:: Data to use ::
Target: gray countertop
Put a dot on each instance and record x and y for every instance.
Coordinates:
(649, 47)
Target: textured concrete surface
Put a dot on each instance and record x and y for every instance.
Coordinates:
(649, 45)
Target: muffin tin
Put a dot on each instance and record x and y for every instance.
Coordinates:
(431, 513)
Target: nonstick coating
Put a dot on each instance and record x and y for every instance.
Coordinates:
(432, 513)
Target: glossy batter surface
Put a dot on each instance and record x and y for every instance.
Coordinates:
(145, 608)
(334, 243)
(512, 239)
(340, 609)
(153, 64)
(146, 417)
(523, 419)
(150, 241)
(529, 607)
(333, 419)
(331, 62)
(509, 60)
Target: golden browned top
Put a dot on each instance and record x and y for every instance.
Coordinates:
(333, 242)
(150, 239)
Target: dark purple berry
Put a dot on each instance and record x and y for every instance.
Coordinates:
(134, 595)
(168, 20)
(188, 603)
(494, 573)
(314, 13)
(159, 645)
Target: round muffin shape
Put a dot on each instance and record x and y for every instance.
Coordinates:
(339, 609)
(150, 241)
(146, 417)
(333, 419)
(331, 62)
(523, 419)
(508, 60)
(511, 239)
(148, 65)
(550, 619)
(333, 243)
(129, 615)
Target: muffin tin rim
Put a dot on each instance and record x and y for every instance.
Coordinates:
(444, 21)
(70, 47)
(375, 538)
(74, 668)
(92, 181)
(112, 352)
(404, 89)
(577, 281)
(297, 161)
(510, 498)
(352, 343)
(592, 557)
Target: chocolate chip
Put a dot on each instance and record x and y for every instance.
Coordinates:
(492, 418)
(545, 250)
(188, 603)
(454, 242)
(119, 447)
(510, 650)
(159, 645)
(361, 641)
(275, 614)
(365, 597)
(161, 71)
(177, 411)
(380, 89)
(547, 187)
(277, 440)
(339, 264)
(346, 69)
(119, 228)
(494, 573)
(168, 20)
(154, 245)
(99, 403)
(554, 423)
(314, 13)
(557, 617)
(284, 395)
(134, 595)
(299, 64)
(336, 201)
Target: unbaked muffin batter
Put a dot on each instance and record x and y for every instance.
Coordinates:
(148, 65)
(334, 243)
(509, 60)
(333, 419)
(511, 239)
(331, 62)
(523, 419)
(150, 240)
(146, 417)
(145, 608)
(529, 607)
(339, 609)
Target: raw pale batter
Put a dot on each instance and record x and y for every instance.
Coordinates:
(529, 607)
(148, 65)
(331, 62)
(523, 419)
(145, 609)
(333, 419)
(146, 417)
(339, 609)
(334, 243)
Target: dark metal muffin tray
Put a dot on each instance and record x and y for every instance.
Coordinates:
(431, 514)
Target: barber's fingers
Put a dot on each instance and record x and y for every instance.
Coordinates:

:: To do ::
Turn every line of the entries above into a numbered list, and drop any blank lines.

:: Written solution ::
1. Target: gray countertop
2. Put a dot on each instance and record x and y for every instance.
3. Coordinates:
4. (649, 47)
5. Target: textured concrete surface
6. Put a dot on each instance and record x and y for every instance.
7. Coordinates:
8. (649, 45)
9. Target: muffin tin
10. Put a dot on each instance and record x and y for every instance.
11. Coordinates:
12. (431, 513)
13. Target: nonstick coating
14. Put a dot on each instance and record x and y for every instance.
15. Coordinates:
16. (432, 513)
17. Target: glossy batter surface
18. Put a dot on each instance and record x and y for every instance.
19. Coordinates:
20. (145, 608)
21. (334, 243)
22. (512, 239)
23. (340, 609)
24. (153, 64)
25. (146, 417)
26. (523, 419)
27. (150, 241)
28. (529, 607)
29. (333, 419)
30. (331, 62)
31. (509, 60)
32. Target: golden browned top
33. Put a dot on each instance and record x and y for every instance.
34. Coordinates:
35. (333, 242)
36. (150, 239)
37. Target: dark purple berry
38. Put a dot on each instance and record x and y for every instance.
39. Coordinates:
40. (134, 595)
41. (168, 20)
42. (188, 603)
43. (494, 573)
44. (314, 13)
45. (159, 645)
46. Target: round muffin shape
47. Put a dot on each instance and record x and y for every instance.
48. Coordinates:
49. (339, 609)
50. (150, 241)
51. (146, 417)
52. (333, 419)
53. (331, 62)
54. (523, 419)
55. (508, 60)
56. (511, 239)
57. (148, 65)
58. (550, 619)
59. (333, 243)
60. (129, 615)
61. Target: muffin tin rim
62. Put a dot on each instance and record x and y for every instance.
63. Coordinates:
64. (444, 21)
65. (70, 47)
66. (375, 538)
67. (74, 668)
68. (92, 181)
69. (112, 352)
70. (404, 89)
71. (577, 281)
72. (297, 161)
73. (510, 498)
74. (352, 343)
75. (592, 557)
76. Target: chocolate chip
77. Put a dot on each instance and record x and y for every instance.
78. Coordinates:
79. (492, 418)
80. (545, 250)
81. (188, 603)
82. (454, 242)
83. (119, 447)
84. (510, 650)
85. (159, 645)
86. (361, 641)
87. (275, 614)
88. (365, 597)
89. (161, 71)
90. (177, 411)
91. (380, 89)
92. (547, 187)
93. (277, 440)
94. (339, 264)
95. (346, 69)
96. (119, 228)
97. (494, 573)
98. (168, 20)
99. (154, 245)
100. (99, 403)
101. (554, 423)
102. (314, 13)
103. (557, 617)
104. (284, 395)
105. (134, 595)
106. (299, 64)
107. (336, 201)
108. Target: unbaked muffin batter
109. Put a dot on each instance and record x and y for every instance.
110. Coordinates:
111. (148, 65)
112. (334, 243)
113. (509, 60)
114. (333, 419)
115. (511, 239)
116. (331, 62)
117. (523, 419)
118. (150, 240)
119. (146, 417)
120. (145, 608)
121. (529, 607)
122. (339, 609)
123. Target: raw pale batter
124. Put a dot on each instance and record x and y for every instance.
125. Coordinates:
126. (529, 607)
127. (148, 65)
128. (331, 62)
129. (523, 419)
130. (145, 609)
131. (333, 419)
132. (146, 417)
133. (339, 609)
134. (334, 243)
135. Target: dark metal muffin tray
136. Put a dot on each instance and record x and y for every instance.
137. Coordinates:
138. (431, 514)
139. Target: barber's fingers
140. Put a dot on each instance and record x and y for every instance.
141. Coordinates:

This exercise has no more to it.